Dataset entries
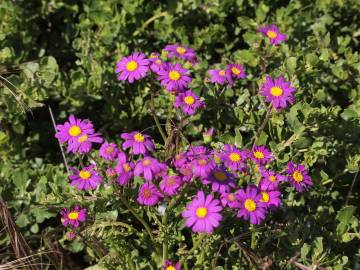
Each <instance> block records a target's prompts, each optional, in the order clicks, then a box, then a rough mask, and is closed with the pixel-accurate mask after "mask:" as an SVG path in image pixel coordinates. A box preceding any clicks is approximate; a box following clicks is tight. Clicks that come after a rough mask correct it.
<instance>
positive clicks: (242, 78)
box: [227, 64, 246, 79]
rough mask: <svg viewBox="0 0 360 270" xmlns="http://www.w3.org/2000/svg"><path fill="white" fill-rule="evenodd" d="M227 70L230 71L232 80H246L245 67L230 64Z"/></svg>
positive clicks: (238, 65)
mask: <svg viewBox="0 0 360 270" xmlns="http://www.w3.org/2000/svg"><path fill="white" fill-rule="evenodd" d="M227 69H228V70H229V71H230V74H231V76H232V78H234V79H244V78H246V74H245V69H244V66H243V65H240V64H230V65H228V66H227Z"/></svg>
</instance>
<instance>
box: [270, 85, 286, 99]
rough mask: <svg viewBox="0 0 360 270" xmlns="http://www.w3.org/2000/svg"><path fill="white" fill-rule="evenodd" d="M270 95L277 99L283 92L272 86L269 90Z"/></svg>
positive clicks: (276, 86) (280, 88) (277, 87)
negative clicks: (271, 94)
mask: <svg viewBox="0 0 360 270" xmlns="http://www.w3.org/2000/svg"><path fill="white" fill-rule="evenodd" d="M270 93H271V94H272V95H273V96H274V97H279V96H281V95H282V93H283V90H282V89H281V88H280V87H278V86H274V87H271V88H270Z"/></svg>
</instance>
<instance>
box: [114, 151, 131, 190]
mask: <svg viewBox="0 0 360 270" xmlns="http://www.w3.org/2000/svg"><path fill="white" fill-rule="evenodd" d="M134 167H135V166H134V162H128V161H127V158H126V155H125V153H123V152H120V153H119V155H118V163H117V165H116V172H117V174H118V177H117V179H116V181H117V182H118V184H119V185H120V186H125V185H126V184H127V183H129V181H130V180H131V179H132V178H133V176H134V172H133V169H134Z"/></svg>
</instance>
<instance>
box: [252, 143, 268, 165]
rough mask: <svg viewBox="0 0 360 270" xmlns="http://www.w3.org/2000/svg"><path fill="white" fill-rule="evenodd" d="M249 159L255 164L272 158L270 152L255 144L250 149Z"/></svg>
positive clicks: (266, 160)
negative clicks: (255, 144) (252, 146)
mask: <svg viewBox="0 0 360 270" xmlns="http://www.w3.org/2000/svg"><path fill="white" fill-rule="evenodd" d="M250 157H251V160H252V161H254V162H255V163H256V164H259V165H260V164H266V163H267V162H269V161H271V160H272V159H273V156H272V154H271V152H270V151H269V150H268V149H267V148H266V147H264V146H257V145H255V146H254V148H253V150H252V151H251V156H250Z"/></svg>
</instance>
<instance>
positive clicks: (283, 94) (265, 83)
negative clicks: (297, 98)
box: [260, 76, 296, 110]
mask: <svg viewBox="0 0 360 270" xmlns="http://www.w3.org/2000/svg"><path fill="white" fill-rule="evenodd" d="M295 91H296V89H295V88H294V87H292V86H291V84H290V82H287V81H286V80H285V78H284V77H283V76H280V77H277V78H276V79H272V78H271V77H270V76H266V81H265V83H263V84H262V85H261V88H260V94H261V95H263V96H264V97H265V102H267V103H271V102H272V104H273V106H274V108H275V109H276V110H280V109H284V108H286V107H287V103H289V104H293V103H294V102H295V97H294V92H295Z"/></svg>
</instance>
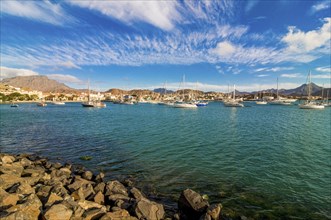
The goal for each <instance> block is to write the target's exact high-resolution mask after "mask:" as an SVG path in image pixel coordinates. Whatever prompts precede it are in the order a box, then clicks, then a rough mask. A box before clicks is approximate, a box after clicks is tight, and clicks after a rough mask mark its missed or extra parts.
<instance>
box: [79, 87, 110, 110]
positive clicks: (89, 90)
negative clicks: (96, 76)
mask: <svg viewBox="0 0 331 220" xmlns="http://www.w3.org/2000/svg"><path fill="white" fill-rule="evenodd" d="M82 106H83V107H90V108H93V107H96V108H105V107H106V104H105V103H103V102H101V101H100V100H97V101H92V100H91V94H90V81H88V96H87V102H83V103H82Z"/></svg>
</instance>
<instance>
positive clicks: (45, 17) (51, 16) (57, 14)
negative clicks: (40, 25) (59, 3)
mask: <svg viewBox="0 0 331 220" xmlns="http://www.w3.org/2000/svg"><path fill="white" fill-rule="evenodd" d="M0 4H1V7H0V10H1V13H2V14H9V15H13V16H18V17H24V18H28V19H32V20H37V21H39V22H45V23H50V24H53V25H63V24H64V23H65V22H73V21H74V19H73V17H71V16H70V15H68V14H67V13H66V12H65V11H64V9H63V8H62V7H61V5H60V4H57V3H54V2H51V1H48V0H45V1H1V2H0Z"/></svg>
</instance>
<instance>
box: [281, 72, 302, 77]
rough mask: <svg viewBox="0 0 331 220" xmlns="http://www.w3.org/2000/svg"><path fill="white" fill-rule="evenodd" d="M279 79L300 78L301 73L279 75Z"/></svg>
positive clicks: (288, 73) (301, 76) (293, 73)
mask: <svg viewBox="0 0 331 220" xmlns="http://www.w3.org/2000/svg"><path fill="white" fill-rule="evenodd" d="M280 77H283V78H302V77H303V76H302V74H301V73H284V74H281V75H280Z"/></svg>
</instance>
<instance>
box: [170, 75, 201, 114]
mask: <svg viewBox="0 0 331 220" xmlns="http://www.w3.org/2000/svg"><path fill="white" fill-rule="evenodd" d="M184 86H185V75H183V88H184ZM182 99H183V100H185V89H183V97H182ZM173 107H175V108H197V107H198V106H197V105H196V104H195V103H193V102H185V101H180V102H175V103H174V105H173Z"/></svg>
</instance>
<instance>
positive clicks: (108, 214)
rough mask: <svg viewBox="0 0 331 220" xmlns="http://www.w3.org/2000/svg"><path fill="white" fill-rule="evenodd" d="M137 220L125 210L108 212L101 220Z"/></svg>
mask: <svg viewBox="0 0 331 220" xmlns="http://www.w3.org/2000/svg"><path fill="white" fill-rule="evenodd" d="M119 219H125V220H136V219H137V218H136V217H133V216H130V214H129V212H128V211H126V210H124V209H119V210H117V211H114V212H107V213H106V214H105V215H103V216H102V218H100V220H119Z"/></svg>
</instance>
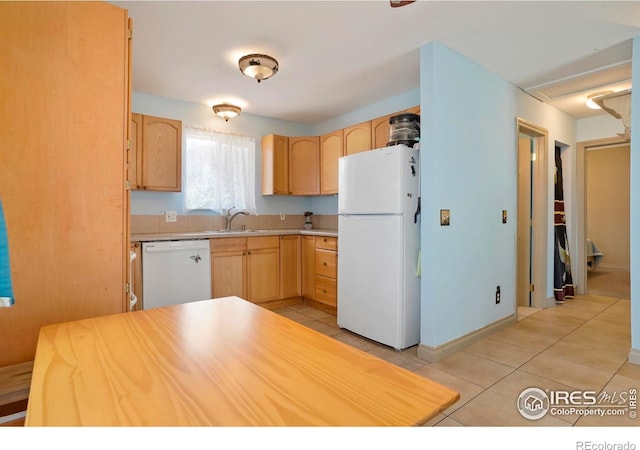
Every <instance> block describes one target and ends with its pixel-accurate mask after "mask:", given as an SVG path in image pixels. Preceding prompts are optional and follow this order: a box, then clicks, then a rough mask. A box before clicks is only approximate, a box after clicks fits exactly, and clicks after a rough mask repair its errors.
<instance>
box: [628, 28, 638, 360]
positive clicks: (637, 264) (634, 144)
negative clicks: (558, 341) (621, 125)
mask: <svg viewBox="0 0 640 450" xmlns="http://www.w3.org/2000/svg"><path fill="white" fill-rule="evenodd" d="M631 84H632V86H640V36H636V37H635V38H633V63H632V80H631ZM638 130H640V95H633V94H632V95H631V134H632V135H633V134H634V132H635V133H636V134H637V133H638ZM638 292H640V140H638V139H635V140H634V139H633V138H632V139H631V355H630V357H629V358H630V360H632V361H633V362H634V363H636V364H640V296H638Z"/></svg>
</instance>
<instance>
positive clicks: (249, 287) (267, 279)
mask: <svg viewBox="0 0 640 450" xmlns="http://www.w3.org/2000/svg"><path fill="white" fill-rule="evenodd" d="M246 264H247V266H246V267H247V300H249V301H251V302H254V303H261V302H266V301H270V300H278V299H279V297H280V250H279V249H277V248H269V249H263V250H248V251H247V260H246Z"/></svg>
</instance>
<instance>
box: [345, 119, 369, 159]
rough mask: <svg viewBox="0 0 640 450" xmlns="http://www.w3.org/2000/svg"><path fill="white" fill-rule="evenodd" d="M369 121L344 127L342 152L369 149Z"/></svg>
mask: <svg viewBox="0 0 640 450" xmlns="http://www.w3.org/2000/svg"><path fill="white" fill-rule="evenodd" d="M371 148H372V147H371V121H367V122H363V123H360V124H358V125H353V126H351V127H348V128H345V129H344V154H345V155H353V154H354V153H360V152H364V151H367V150H371Z"/></svg>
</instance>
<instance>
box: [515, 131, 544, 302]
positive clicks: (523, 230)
mask: <svg viewBox="0 0 640 450" xmlns="http://www.w3.org/2000/svg"><path fill="white" fill-rule="evenodd" d="M516 136H517V144H516V149H517V161H518V163H517V206H516V208H517V230H516V310H517V309H518V308H538V309H540V308H545V307H546V306H547V304H546V303H547V298H546V292H547V281H546V275H547V217H548V212H547V191H548V187H547V180H548V174H547V170H546V167H547V162H546V161H547V152H548V145H547V143H548V131H547V130H546V129H544V128H541V127H538V126H537V125H534V124H532V123H529V122H527V121H525V120H522V119H517V134H516Z"/></svg>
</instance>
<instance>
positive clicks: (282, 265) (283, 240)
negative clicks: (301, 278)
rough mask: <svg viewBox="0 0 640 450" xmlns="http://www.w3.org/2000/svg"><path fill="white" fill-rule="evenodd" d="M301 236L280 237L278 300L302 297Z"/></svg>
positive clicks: (299, 235) (287, 236)
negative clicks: (301, 270)
mask: <svg viewBox="0 0 640 450" xmlns="http://www.w3.org/2000/svg"><path fill="white" fill-rule="evenodd" d="M300 242H301V236H300V235H287V236H280V298H290V297H300V296H301V295H302V280H301V274H300V264H301V258H302V256H301V248H300Z"/></svg>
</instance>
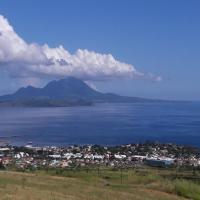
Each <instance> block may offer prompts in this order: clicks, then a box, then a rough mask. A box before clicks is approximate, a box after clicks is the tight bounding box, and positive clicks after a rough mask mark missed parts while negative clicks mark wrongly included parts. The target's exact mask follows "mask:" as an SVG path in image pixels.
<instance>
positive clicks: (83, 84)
mask: <svg viewBox="0 0 200 200" xmlns="http://www.w3.org/2000/svg"><path fill="white" fill-rule="evenodd" d="M152 101H153V102H154V101H157V100H150V99H144V98H138V97H125V96H120V95H116V94H112V93H101V92H98V91H96V90H94V89H92V88H90V87H89V86H88V85H87V84H86V83H85V82H83V81H82V80H79V79H77V78H73V77H67V78H66V79H61V80H58V81H51V82H50V83H48V84H47V85H46V86H45V87H44V88H35V87H32V86H28V87H26V88H20V89H19V90H18V91H16V92H15V93H14V94H10V95H4V96H0V106H26V107H30V106H33V107H40V106H41V107H45V106H47V107H55V106H76V105H91V104H93V103H97V102H98V103H105V102H115V103H116V102H123V103H127V102H132V103H133V102H152Z"/></svg>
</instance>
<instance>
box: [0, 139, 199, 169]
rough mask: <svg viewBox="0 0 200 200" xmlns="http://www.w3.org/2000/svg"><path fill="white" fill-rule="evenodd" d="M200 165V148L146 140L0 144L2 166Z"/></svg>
mask: <svg viewBox="0 0 200 200" xmlns="http://www.w3.org/2000/svg"><path fill="white" fill-rule="evenodd" d="M144 165H149V166H152V167H170V166H192V167H198V166H200V154H199V149H198V148H194V147H187V146H181V145H175V144H160V143H155V142H152V143H151V142H146V143H143V144H128V145H120V146H105V147H104V146H99V145H84V146H77V145H73V146H68V147H34V146H32V145H30V144H29V145H26V146H23V147H16V146H9V145H7V146H2V147H0V167H1V168H15V169H47V168H77V167H86V166H87V167H88V166H107V167H127V168H128V167H142V166H144Z"/></svg>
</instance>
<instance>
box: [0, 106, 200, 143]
mask: <svg viewBox="0 0 200 200" xmlns="http://www.w3.org/2000/svg"><path fill="white" fill-rule="evenodd" d="M147 140H149V141H158V142H164V143H166V142H170V143H177V144H187V145H194V146H199V147H200V103H199V102H165V103H163V102H162V103H158V102H157V103H115V104H114V103H113V104H111V103H107V104H105V103H104V104H96V105H94V106H88V107H87V106H85V107H65V108H63V107H60V108H0V141H8V142H10V143H11V144H13V145H25V144H26V143H28V142H32V143H33V145H36V146H47V145H54V146H67V145H72V144H78V145H83V144H101V145H119V144H128V143H138V142H144V141H147Z"/></svg>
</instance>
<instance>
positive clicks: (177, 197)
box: [0, 170, 200, 200]
mask: <svg viewBox="0 0 200 200" xmlns="http://www.w3.org/2000/svg"><path fill="white" fill-rule="evenodd" d="M165 173H168V172H165ZM158 174H159V173H158V172H157V171H153V172H152V171H151V172H148V173H147V172H145V173H141V172H139V173H138V172H136V171H134V170H128V171H124V172H120V171H108V170H106V171H103V170H102V171H100V172H99V171H98V172H97V171H74V172H73V171H62V172H61V171H49V172H48V173H47V172H44V171H39V172H34V173H22V172H9V171H1V172H0V199H1V200H64V199H65V200H104V199H105V200H123V199H126V200H130V199H131V200H132V199H134V200H156V199H158V200H179V199H186V198H190V199H197V200H198V199H200V186H199V185H198V184H197V183H196V184H195V183H194V182H190V181H185V180H169V179H167V178H162V177H161V176H160V175H158Z"/></svg>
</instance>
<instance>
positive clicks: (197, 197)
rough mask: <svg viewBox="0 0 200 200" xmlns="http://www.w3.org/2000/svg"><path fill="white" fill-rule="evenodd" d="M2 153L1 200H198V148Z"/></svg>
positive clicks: (81, 148) (7, 145)
mask: <svg viewBox="0 0 200 200" xmlns="http://www.w3.org/2000/svg"><path fill="white" fill-rule="evenodd" d="M0 152H1V153H0V167H1V173H0V180H1V181H0V195H1V196H2V199H15V197H18V198H16V199H22V200H24V199H44V200H46V199H61V200H62V199H75V200H78V199H88V200H90V199H91V200H92V199H96V200H99V199H111V200H114V199H116V200H118V199H127V200H129V199H138V200H140V199H141V200H142V199H147V200H151V199H152V200H153V199H159V200H160V199H163V200H167V199H170V200H171V199H196V200H198V199H200V154H199V153H200V151H199V149H198V148H196V147H190V146H184V145H176V144H169V143H167V144H161V143H158V142H145V143H141V144H126V145H120V146H112V147H111V146H100V145H84V146H78V145H72V146H68V147H53V146H48V147H35V146H32V144H28V145H26V146H21V147H19V146H11V145H2V146H1V147H0ZM8 194H9V197H7V196H6V195H8Z"/></svg>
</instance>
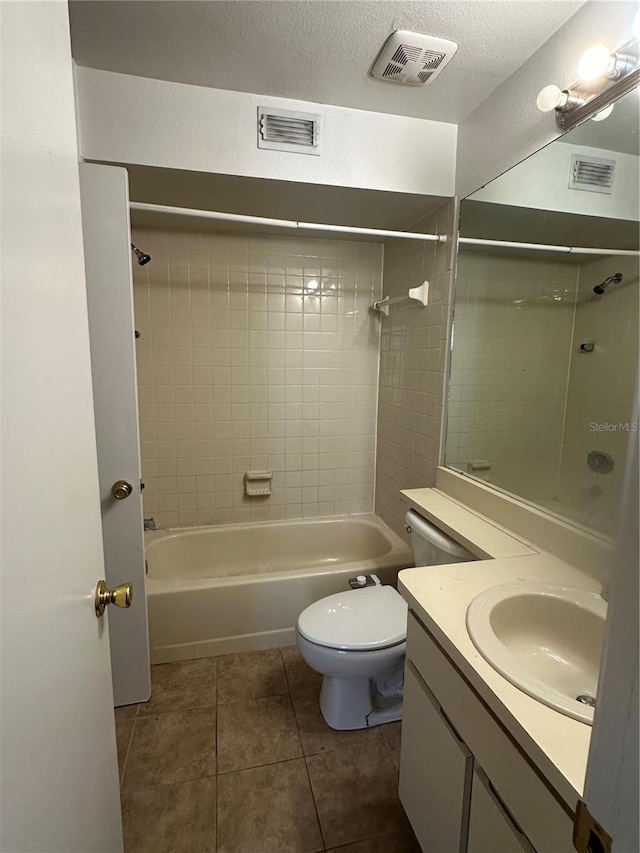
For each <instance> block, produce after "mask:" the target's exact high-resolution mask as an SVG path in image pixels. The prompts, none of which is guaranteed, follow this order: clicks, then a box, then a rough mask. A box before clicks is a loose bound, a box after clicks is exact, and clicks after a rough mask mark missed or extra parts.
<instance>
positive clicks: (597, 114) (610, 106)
mask: <svg viewBox="0 0 640 853" xmlns="http://www.w3.org/2000/svg"><path fill="white" fill-rule="evenodd" d="M612 112H613V104H609V106H608V107H605V108H604V109H603V110H600V112H599V113H596V114H595V115H594V116H591V121H604V120H605V119H606V118H609V116H610V115H611V113H612Z"/></svg>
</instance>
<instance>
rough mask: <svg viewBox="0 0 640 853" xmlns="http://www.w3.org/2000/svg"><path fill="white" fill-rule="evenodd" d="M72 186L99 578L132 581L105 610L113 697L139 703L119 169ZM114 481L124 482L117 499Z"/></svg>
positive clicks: (141, 562)
mask: <svg viewBox="0 0 640 853" xmlns="http://www.w3.org/2000/svg"><path fill="white" fill-rule="evenodd" d="M80 189H81V193H82V228H83V232H84V256H85V267H86V275H87V297H88V306H89V337H90V340H91V369H92V376H93V408H94V412H95V419H96V441H97V445H98V473H99V478H100V504H101V509H102V538H103V543H104V561H105V572H106V581H107V586H109V587H114V586H117V585H118V584H121V583H131V584H132V585H133V602H132V605H131V608H130V609H129V610H120V611H118V610H115V609H113V610H112V612H111V613H110V614H109V628H110V635H111V667H112V673H113V696H114V701H115V704H116V705H129V704H132V703H133V702H146V700H147V699H148V698H149V696H150V695H151V676H150V669H149V666H150V662H149V631H148V627H147V599H146V595H145V567H144V544H143V538H142V495H141V491H140V449H139V443H138V396H137V387H136V354H135V345H134V323H133V285H132V277H131V257H132V255H131V249H130V243H131V232H130V225H129V182H128V176H127V172H126V170H125V169H122V168H118V167H115V166H99V165H94V164H89V163H82V164H81V165H80ZM118 481H123V482H125V483H127V484H128V485H129V486H130V487H131V493H130V494H129V495H128V496H127V497H125V498H122V499H120V500H118V499H116V498H114V496H113V494H112V489H113V487H114V484H115V483H116V482H118ZM120 494H123V492H120ZM124 494H126V491H125V492H124Z"/></svg>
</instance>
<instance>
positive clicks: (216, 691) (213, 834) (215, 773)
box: [212, 657, 220, 853]
mask: <svg viewBox="0 0 640 853" xmlns="http://www.w3.org/2000/svg"><path fill="white" fill-rule="evenodd" d="M215 662H216V678H215V685H216V704H215V709H216V731H215V738H216V772H215V776H214V778H215V782H214V785H215V789H216V790H215V793H214V796H213V850H212V853H217V850H218V795H219V786H218V720H219V719H220V715H219V714H218V658H217V657H216V658H215Z"/></svg>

## Job item
Select every line of the records above that contains the string "coordinates", matching case exactly.

## Response to this task
Each <instance> block records a target's prompts, each optional, in the order clicks, then a box, then a rough mask, and is closed with the pixel-accurate mask after "mask:" as an SVG path in image pixel coordinates. A box preceding any clicks is approximate; a box following clicks is tight. Clicks that come after a rough mask correct it.
The goal for each <instance> block is to write the target's exact high-resolution mask after "mask:" as an SVG path in image pixel coordinates. Whatever prompts precede it are in the order a box, then clicks, then a rough mask. A box before clicks is approximate, a box after clicks is tight, and clicks after a rough mask mark its missed or extra parts.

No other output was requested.